→ **GOAL OF THE EXERCISE**: For the material below, return exactly the lines starting at the line containing "Target: man in pink shirt" and ending at the line containing "Target: blue shirt", both ends included, and no others.

→ **INPUT RECORDS**:
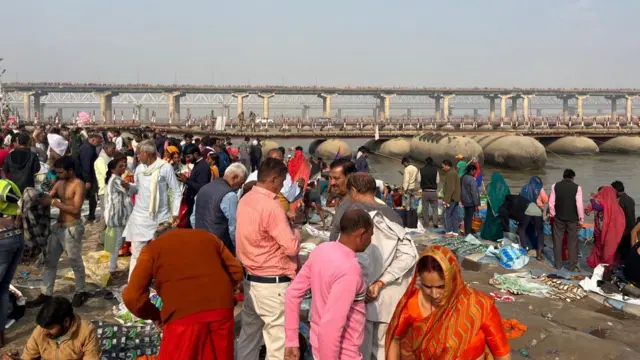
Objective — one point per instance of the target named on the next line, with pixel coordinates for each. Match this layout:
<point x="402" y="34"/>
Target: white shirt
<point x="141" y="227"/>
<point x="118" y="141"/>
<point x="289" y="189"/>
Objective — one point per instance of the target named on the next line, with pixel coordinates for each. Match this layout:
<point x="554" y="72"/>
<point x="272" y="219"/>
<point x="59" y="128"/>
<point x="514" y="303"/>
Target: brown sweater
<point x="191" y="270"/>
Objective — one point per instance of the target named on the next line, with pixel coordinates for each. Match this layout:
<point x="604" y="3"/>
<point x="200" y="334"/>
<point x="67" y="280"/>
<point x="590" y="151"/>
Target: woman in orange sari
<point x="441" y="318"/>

==

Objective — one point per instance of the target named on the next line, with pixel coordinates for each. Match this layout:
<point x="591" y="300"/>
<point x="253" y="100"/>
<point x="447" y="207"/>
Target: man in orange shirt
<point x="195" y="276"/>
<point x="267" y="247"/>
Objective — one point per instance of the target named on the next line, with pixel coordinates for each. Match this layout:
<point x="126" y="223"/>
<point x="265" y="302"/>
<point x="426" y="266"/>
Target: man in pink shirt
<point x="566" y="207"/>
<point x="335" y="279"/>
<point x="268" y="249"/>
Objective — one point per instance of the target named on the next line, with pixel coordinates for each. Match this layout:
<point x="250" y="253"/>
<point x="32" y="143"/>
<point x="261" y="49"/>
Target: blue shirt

→ **WRITTEN ANSWER**:
Target: man in pink shirt
<point x="566" y="207"/>
<point x="335" y="279"/>
<point x="268" y="249"/>
Objective — one point per instance of the target named on the next line, with pixel coordinates for each. Match this layout:
<point x="250" y="253"/>
<point x="32" y="143"/>
<point x="261" y="49"/>
Target: blue shirt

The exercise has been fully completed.